** Named-object pointing items **
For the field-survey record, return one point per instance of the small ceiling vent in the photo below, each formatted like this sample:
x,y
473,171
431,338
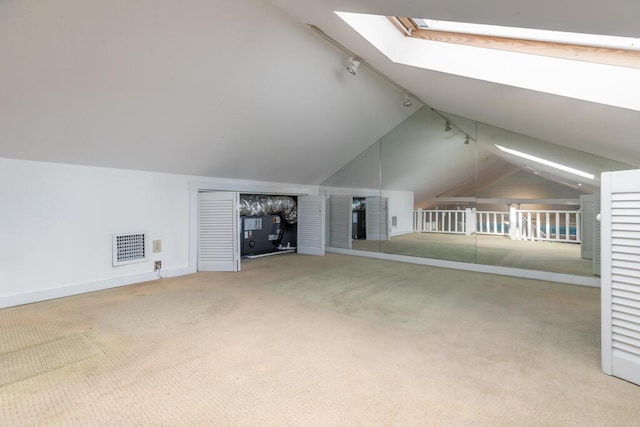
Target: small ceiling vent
x,y
129,248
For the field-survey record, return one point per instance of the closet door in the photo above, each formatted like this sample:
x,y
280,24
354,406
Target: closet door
x,y
218,238
620,285
340,221
376,217
311,218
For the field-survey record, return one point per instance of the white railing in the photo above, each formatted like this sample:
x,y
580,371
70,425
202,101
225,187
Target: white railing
x,y
444,221
518,224
550,226
495,223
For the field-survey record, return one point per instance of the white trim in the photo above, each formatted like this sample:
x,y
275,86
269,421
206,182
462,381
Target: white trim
x,y
478,268
606,335
82,288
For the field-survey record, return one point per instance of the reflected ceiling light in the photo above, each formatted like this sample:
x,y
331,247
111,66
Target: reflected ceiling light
x,y
546,162
352,68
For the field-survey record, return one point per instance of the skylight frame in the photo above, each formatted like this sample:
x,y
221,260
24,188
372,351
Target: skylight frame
x,y
530,34
611,50
604,81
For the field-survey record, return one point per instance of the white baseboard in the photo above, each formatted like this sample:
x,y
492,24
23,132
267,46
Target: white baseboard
x,y
479,268
82,288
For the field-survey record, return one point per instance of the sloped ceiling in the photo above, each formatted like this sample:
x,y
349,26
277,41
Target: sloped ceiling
x,y
233,89
421,156
243,89
593,128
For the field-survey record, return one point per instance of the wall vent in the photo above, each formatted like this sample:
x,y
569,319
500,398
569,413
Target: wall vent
x,y
129,248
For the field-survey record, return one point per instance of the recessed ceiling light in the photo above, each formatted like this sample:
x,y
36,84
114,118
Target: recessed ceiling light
x,y
546,162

** Task to complete **
Render every line of the items above as a JSON list of strings, one string per line, omitting blank lines and leaving out the picture.

** Result of this exercise **
[
  "For the field-survey record, return one point per instance of the small ceiling vent in the photo below, each formatted like this sample:",
  "x,y",
  "473,171",
  "431,338",
  "Target: small ceiling vent",
  "x,y",
  "129,248",
  "For the field-survey record, return one point per instance of the closet door in the photo above, each formatted like this sample:",
  "x,y",
  "280,24",
  "354,406",
  "Target: closet door",
  "x,y",
  "218,238",
  "620,285",
  "340,221",
  "376,217",
  "311,218",
  "For the field-survey record, return one point per instance of the white railing in the photo above, each formatted like this sample:",
  "x,y",
  "580,371",
  "70,425",
  "202,101",
  "225,187",
  "Target: white railing",
  "x,y",
  "444,221",
  "518,224",
  "550,226",
  "495,223",
  "For the field-survey record, return one point per instance of the white trim in the photo above, each formatted like this sample:",
  "x,y",
  "275,86",
  "269,421",
  "206,182",
  "462,381",
  "Target: white trim",
  "x,y",
  "478,268",
  "606,335",
  "82,288",
  "For the field-survey record, return one point per instance of the reflected ceiling light in the photo above, each formatted like this sample:",
  "x,y",
  "331,247",
  "111,66",
  "Target: reflected ceiling light",
  "x,y",
  "546,162",
  "352,68",
  "For the field-survey record, return one point per instance of the skylight frame in the photo above, each formatted like this sample:",
  "x,y",
  "221,260",
  "24,188",
  "372,351",
  "Target: skylight frame",
  "x,y",
  "530,34",
  "611,50",
  "604,81",
  "For the field-survey record, return one point per instance of the white baseboard in the photo above, each formatted like this sample:",
  "x,y",
  "492,24",
  "23,132",
  "267,46",
  "Target: white baseboard",
  "x,y",
  "479,268",
  "82,288",
  "For the field-survey record, return one point per instance of the sloped ceiling in the photo above, each formatted like this sample:",
  "x,y",
  "349,26",
  "277,41",
  "Target: sloped ceiling",
  "x,y",
  "233,89",
  "421,156",
  "243,89",
  "593,128",
  "For the field-survey record, return one point per instance of the wall vent in the photo above, each formatted like this sample:",
  "x,y",
  "569,319",
  "500,398",
  "569,413",
  "Target: wall vent",
  "x,y",
  "129,248",
  "For the field-survey record, return one point per instance of the recessed ceiling light in the photo above, each formatted like this sample:",
  "x,y",
  "36,84",
  "114,118",
  "Target: recessed ceiling light",
  "x,y",
  "546,162"
]